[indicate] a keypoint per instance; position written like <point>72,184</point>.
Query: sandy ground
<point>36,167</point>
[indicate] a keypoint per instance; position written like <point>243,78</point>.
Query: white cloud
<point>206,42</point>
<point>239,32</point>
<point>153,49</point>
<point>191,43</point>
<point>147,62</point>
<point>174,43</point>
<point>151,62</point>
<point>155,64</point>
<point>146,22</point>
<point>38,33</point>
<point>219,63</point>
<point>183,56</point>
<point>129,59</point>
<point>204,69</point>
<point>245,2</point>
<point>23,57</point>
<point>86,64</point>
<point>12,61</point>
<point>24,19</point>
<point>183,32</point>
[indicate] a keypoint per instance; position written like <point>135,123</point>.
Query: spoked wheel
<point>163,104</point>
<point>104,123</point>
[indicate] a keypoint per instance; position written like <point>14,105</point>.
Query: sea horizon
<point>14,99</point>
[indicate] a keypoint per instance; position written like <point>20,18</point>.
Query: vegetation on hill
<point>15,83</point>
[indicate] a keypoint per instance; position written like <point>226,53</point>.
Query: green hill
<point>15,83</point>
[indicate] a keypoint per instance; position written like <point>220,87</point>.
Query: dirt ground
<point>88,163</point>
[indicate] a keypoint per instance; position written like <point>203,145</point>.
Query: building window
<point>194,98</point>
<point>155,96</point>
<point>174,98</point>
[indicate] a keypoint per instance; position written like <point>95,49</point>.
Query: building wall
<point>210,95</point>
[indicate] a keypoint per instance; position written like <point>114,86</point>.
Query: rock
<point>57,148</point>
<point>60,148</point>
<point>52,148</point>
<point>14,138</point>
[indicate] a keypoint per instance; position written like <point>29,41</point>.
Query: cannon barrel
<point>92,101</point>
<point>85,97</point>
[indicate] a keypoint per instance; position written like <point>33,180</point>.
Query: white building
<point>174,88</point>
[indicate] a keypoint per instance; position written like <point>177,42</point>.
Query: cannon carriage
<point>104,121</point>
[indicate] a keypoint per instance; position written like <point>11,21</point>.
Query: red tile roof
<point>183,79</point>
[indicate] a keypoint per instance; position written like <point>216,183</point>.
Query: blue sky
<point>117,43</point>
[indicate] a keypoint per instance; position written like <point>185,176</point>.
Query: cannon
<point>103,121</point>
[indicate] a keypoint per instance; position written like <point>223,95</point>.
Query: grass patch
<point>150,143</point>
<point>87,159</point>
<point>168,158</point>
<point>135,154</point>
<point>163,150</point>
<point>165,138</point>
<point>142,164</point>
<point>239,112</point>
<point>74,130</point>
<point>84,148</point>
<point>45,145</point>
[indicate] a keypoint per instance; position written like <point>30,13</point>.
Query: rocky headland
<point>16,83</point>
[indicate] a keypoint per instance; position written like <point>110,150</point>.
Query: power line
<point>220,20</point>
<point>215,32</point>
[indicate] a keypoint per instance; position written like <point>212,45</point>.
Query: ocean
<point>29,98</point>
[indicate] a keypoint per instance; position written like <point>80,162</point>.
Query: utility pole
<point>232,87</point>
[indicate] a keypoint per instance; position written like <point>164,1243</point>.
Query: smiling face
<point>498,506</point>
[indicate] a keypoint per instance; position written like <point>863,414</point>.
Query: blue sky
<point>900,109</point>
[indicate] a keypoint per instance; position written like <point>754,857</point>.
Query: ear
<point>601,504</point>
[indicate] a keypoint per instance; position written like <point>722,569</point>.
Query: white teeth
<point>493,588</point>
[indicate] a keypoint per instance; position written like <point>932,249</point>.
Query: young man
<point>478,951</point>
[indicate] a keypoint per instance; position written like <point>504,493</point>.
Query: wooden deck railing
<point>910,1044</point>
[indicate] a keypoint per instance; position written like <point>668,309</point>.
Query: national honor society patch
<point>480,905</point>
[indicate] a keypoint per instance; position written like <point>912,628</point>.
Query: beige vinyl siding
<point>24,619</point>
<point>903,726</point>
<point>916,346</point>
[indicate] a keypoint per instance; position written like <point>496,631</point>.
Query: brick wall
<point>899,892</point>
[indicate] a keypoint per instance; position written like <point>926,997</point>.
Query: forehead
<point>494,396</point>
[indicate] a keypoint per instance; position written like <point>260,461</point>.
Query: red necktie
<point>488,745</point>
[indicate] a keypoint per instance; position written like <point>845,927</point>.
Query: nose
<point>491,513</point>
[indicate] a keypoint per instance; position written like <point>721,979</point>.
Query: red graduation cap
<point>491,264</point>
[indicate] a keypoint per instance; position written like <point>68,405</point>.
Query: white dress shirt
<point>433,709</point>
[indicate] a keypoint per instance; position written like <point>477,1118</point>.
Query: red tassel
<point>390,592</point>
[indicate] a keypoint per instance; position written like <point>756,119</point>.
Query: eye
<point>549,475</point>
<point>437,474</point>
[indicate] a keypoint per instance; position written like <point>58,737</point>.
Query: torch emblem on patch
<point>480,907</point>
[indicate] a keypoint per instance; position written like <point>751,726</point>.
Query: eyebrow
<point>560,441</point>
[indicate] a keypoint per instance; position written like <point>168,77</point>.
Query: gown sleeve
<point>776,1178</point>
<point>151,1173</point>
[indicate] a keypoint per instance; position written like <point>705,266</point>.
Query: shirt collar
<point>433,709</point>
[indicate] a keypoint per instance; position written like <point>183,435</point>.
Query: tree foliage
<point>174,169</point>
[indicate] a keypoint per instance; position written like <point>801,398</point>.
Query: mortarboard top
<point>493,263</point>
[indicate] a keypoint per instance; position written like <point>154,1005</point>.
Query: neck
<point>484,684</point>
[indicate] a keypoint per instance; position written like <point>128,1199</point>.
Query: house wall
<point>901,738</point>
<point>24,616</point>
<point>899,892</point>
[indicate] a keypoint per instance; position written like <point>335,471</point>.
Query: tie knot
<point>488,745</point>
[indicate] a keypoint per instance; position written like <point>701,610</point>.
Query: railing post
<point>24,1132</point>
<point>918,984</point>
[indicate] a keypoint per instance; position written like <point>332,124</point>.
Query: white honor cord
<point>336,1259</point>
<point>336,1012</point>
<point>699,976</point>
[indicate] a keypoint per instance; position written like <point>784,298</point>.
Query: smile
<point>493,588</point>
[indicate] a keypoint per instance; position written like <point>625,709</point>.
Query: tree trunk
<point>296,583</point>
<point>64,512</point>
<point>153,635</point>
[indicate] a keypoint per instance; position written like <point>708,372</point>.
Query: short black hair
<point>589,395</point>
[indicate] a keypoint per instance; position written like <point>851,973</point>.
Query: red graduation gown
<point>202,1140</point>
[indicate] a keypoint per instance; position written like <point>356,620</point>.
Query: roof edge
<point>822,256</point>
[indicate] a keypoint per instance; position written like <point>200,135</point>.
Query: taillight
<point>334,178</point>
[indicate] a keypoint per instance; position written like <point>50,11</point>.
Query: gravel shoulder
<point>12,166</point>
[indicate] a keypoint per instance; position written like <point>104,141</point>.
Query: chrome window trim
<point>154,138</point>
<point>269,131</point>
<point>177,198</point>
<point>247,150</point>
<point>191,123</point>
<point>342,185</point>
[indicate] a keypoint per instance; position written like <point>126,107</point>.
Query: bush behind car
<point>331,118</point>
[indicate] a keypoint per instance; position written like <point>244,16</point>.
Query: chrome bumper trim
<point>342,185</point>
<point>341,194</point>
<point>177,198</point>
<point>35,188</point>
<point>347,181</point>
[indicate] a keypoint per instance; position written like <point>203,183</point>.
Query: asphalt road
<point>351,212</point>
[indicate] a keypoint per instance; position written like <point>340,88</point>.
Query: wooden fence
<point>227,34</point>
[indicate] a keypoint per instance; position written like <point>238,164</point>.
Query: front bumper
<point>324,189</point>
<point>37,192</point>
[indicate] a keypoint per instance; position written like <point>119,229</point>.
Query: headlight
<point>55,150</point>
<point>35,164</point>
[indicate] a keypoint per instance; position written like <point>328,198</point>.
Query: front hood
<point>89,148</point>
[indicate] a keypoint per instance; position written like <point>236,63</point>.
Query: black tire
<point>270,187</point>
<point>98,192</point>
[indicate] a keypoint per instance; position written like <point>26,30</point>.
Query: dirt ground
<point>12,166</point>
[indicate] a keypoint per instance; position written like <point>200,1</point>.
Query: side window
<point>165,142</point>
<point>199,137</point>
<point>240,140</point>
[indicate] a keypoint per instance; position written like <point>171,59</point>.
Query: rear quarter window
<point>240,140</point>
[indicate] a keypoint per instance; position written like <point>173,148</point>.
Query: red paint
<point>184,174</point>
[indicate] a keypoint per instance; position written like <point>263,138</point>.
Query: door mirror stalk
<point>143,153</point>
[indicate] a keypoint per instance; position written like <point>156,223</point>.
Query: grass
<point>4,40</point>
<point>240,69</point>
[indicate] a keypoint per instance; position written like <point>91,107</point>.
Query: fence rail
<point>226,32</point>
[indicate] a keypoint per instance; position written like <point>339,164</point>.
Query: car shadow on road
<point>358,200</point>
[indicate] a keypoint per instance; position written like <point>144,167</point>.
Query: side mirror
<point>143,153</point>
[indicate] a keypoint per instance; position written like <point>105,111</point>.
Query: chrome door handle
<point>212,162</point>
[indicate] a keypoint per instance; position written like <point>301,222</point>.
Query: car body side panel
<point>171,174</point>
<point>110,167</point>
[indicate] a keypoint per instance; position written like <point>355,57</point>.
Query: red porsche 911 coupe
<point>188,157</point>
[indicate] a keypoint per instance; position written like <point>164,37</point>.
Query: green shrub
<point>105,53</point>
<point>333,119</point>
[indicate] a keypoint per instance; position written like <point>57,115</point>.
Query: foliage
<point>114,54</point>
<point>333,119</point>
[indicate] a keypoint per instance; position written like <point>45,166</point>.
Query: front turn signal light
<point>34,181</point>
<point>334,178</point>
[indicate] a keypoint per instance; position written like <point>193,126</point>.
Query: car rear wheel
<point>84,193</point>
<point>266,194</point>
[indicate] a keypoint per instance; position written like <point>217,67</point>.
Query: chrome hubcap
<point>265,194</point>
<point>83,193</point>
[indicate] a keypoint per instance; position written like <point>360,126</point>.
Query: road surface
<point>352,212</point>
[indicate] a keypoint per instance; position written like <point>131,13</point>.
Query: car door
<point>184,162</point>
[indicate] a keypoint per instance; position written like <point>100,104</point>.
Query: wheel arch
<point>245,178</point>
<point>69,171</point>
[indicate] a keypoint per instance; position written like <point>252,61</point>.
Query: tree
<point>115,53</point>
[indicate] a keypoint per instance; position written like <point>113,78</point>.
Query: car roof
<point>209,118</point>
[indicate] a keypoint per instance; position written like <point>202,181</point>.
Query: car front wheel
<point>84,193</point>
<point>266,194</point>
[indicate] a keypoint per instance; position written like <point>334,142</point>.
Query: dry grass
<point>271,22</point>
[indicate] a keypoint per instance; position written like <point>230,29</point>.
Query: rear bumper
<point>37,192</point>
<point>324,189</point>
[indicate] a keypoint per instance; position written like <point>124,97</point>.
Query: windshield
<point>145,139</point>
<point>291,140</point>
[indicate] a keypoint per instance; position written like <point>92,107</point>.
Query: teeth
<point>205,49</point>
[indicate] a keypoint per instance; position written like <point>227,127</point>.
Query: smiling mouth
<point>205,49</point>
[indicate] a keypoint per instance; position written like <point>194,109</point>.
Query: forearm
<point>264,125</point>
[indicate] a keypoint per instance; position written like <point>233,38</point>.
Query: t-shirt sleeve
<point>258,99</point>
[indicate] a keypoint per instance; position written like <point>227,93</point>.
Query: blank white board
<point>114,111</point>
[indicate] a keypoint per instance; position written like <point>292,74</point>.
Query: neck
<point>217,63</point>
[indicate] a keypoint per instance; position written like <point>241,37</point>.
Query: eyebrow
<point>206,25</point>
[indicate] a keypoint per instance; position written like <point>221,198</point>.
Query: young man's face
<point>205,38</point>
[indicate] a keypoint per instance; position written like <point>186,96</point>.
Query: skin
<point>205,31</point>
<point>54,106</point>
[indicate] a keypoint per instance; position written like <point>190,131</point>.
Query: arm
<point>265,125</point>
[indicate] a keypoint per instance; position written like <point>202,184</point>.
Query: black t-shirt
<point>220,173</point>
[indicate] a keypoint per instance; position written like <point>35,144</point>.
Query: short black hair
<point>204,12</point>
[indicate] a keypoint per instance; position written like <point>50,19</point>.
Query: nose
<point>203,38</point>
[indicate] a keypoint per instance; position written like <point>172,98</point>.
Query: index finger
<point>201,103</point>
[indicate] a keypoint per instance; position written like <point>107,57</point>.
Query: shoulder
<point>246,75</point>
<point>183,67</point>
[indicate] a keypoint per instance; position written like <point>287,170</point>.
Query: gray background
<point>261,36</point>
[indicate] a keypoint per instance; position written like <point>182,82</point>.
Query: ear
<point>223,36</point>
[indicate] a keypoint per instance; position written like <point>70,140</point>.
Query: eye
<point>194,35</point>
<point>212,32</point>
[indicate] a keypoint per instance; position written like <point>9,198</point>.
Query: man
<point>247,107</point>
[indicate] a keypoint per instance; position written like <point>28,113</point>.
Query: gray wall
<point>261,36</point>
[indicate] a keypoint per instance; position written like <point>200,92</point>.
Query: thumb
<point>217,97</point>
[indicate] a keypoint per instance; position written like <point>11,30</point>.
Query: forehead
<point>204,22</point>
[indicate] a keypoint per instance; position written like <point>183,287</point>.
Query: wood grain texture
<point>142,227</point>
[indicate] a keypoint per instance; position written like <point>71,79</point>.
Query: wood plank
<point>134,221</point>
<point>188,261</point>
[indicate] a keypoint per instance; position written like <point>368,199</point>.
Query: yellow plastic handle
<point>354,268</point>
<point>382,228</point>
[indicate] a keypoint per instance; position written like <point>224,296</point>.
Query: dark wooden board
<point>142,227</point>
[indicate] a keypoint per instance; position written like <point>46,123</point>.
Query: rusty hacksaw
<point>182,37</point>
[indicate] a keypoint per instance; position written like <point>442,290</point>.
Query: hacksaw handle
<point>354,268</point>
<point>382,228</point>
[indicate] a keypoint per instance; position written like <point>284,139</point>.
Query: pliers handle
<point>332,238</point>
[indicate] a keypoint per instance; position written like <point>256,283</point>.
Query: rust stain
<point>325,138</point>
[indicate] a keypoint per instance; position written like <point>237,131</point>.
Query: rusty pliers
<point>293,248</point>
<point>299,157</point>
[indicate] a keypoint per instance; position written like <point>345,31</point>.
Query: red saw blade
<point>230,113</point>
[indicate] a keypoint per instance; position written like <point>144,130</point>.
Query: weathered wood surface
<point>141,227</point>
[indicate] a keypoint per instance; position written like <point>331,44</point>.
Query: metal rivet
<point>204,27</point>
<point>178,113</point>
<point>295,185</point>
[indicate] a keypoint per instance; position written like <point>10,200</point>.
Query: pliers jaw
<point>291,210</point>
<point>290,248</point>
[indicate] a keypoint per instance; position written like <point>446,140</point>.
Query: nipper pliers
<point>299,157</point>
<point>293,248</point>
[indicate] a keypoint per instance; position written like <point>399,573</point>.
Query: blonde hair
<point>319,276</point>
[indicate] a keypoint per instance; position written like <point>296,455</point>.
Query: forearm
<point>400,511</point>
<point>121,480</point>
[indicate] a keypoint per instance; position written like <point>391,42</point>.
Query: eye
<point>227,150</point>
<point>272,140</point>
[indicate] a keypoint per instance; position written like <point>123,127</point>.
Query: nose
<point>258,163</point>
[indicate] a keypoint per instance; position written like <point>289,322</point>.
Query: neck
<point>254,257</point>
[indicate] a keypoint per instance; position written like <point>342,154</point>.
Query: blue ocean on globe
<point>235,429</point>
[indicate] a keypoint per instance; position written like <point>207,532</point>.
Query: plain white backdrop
======
What you should do:
Copy the entries from the start through the line containing "<point>36,167</point>", requests included, and add 59 to each coordinate in the answer points. Leave the numbers in the requests and their format samples unchanged.

Output below:
[indicate] a keypoint per instance; position written like <point>72,184</point>.
Query: sandy ground
<point>95,226</point>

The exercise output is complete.